Write out the entire listing exactly, so that each line matches the original.
□ □ □ □
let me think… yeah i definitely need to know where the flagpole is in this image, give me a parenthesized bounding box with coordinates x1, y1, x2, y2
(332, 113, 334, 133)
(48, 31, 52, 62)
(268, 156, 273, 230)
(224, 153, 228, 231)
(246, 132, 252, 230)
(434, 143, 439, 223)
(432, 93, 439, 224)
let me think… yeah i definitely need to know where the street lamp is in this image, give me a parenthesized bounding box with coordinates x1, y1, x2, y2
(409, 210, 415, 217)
□ □ □ □
Reply to the exercise:
let me think… yeah i definitely need to know where the flagpole is in this image, give me a parenthesized bounding box with coordinates x1, y1, x2, y2
(332, 113, 334, 133)
(48, 31, 52, 62)
(268, 156, 273, 230)
(224, 153, 228, 231)
(246, 132, 252, 230)
(434, 143, 439, 223)
(432, 93, 439, 224)
let me think… yeah i definitely need to know where the street lamp is in this image, give me a parenthesized bounding box with coordinates x1, y1, x2, y2
(409, 210, 415, 217)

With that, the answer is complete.